What needs to be done
Gather all lines from the material that contain "bear".

*** Begin section ***

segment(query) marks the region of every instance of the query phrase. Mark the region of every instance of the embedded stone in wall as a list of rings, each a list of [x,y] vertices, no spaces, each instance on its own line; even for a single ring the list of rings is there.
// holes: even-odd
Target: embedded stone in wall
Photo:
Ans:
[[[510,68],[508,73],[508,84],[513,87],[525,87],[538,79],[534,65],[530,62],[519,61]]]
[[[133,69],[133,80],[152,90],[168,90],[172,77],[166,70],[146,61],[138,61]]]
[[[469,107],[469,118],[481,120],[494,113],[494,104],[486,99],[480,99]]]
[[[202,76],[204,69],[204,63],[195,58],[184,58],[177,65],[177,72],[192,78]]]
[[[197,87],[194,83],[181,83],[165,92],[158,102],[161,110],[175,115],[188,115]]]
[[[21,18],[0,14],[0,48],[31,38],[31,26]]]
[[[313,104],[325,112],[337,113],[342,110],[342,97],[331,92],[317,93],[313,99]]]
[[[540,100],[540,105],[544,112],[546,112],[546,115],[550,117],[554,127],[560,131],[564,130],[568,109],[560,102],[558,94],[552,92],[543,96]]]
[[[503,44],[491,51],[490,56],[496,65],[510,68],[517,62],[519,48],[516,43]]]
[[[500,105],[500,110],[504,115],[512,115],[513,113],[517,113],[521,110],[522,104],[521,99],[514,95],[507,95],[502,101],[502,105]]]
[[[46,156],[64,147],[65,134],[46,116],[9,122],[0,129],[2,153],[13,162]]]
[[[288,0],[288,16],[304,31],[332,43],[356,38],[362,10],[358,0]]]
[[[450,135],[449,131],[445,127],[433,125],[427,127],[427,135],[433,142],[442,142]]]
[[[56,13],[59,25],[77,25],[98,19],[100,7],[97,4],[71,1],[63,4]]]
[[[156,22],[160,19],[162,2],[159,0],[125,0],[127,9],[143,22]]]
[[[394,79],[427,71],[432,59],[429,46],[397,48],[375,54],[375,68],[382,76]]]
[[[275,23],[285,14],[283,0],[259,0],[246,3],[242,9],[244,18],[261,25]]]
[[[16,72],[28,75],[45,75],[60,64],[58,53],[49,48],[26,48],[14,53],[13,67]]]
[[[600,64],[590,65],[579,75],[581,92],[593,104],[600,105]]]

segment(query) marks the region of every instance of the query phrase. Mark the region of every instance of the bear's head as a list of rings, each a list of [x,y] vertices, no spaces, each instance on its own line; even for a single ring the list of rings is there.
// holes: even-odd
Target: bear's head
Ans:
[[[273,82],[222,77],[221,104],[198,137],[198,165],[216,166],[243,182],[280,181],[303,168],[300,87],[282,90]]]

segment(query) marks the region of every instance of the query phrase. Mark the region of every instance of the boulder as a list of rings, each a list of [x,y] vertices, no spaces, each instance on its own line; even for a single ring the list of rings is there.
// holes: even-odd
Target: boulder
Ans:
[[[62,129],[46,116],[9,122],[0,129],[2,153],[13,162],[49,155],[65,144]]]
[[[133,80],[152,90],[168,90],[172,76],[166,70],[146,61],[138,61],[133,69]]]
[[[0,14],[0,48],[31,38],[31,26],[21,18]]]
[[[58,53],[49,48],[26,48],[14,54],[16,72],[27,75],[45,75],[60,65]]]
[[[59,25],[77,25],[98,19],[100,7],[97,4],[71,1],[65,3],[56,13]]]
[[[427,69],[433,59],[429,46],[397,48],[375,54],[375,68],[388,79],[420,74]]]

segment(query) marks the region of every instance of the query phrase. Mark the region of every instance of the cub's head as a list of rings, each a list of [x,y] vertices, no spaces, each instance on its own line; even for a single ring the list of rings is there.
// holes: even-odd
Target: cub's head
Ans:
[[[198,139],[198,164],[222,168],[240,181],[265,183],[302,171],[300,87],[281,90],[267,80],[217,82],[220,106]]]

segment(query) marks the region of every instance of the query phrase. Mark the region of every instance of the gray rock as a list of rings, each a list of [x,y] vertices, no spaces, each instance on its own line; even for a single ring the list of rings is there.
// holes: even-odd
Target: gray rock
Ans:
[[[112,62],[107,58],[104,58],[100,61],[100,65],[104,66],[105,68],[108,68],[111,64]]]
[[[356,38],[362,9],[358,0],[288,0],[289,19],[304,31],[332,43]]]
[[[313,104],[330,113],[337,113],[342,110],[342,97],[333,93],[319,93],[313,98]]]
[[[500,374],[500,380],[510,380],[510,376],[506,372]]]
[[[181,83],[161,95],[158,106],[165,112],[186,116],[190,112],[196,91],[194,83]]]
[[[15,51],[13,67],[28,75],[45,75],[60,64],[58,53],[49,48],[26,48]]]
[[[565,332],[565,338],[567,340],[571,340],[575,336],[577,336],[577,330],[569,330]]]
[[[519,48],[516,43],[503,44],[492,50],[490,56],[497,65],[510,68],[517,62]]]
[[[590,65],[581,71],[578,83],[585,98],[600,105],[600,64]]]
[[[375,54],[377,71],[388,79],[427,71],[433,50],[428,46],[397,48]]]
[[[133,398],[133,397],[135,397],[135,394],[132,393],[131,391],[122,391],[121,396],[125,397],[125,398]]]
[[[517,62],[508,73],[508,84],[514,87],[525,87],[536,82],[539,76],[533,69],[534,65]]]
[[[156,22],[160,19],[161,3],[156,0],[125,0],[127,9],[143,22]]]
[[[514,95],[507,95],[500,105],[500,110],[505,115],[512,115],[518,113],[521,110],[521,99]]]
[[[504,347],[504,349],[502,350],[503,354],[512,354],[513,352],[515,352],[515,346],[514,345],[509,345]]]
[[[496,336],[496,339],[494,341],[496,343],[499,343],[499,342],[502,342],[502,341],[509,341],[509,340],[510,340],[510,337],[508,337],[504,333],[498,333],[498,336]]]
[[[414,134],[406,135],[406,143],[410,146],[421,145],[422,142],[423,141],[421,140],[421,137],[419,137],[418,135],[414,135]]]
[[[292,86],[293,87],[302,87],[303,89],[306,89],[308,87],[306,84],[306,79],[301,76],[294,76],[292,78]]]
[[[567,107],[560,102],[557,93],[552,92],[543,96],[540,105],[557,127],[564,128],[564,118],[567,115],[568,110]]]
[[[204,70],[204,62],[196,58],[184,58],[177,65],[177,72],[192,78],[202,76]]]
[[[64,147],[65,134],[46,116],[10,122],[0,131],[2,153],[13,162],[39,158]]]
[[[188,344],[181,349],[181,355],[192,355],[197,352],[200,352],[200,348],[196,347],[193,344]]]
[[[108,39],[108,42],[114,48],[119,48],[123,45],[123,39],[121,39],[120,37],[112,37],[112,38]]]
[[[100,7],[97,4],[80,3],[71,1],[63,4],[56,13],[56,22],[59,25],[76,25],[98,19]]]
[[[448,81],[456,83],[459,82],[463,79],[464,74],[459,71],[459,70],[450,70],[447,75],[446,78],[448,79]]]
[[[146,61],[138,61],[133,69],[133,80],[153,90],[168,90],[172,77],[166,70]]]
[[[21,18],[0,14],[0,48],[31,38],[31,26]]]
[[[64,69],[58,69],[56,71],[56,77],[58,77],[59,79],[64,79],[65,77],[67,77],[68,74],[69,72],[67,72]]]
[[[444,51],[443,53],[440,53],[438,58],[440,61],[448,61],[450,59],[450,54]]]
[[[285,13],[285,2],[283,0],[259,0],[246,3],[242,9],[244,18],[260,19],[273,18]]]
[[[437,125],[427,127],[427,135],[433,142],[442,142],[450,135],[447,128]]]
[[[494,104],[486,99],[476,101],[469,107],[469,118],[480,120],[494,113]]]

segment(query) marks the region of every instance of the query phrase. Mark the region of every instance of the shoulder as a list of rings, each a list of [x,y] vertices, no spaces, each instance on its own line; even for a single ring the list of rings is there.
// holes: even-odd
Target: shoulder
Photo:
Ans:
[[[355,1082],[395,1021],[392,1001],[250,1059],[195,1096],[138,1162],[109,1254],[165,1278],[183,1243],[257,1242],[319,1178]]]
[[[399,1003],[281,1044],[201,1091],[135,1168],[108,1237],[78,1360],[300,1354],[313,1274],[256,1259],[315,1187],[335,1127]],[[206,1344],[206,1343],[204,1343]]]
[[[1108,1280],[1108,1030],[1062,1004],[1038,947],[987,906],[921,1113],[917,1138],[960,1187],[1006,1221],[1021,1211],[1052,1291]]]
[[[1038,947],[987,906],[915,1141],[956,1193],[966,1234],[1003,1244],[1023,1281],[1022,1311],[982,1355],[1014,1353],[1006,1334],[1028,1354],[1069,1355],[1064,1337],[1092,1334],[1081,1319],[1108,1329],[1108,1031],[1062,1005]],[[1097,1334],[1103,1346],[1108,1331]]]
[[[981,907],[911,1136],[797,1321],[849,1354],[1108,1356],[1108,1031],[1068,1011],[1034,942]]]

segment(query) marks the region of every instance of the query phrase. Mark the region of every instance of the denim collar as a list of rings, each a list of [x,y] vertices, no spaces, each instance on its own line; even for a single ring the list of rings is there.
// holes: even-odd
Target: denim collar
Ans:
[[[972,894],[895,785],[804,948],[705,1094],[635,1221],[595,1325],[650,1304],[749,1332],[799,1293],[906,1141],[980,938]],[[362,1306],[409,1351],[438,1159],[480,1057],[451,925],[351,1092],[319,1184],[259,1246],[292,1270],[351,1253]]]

*** End section ***

Exercise answer
segment(query) marks the region of every instance of the query phrase. Mark the region of every instance of the bear's head as a list of rings, each a list of [x,y] vertices, no spaces, each instance on its own line; even for a single ring the list of rings is there.
Target: bear's head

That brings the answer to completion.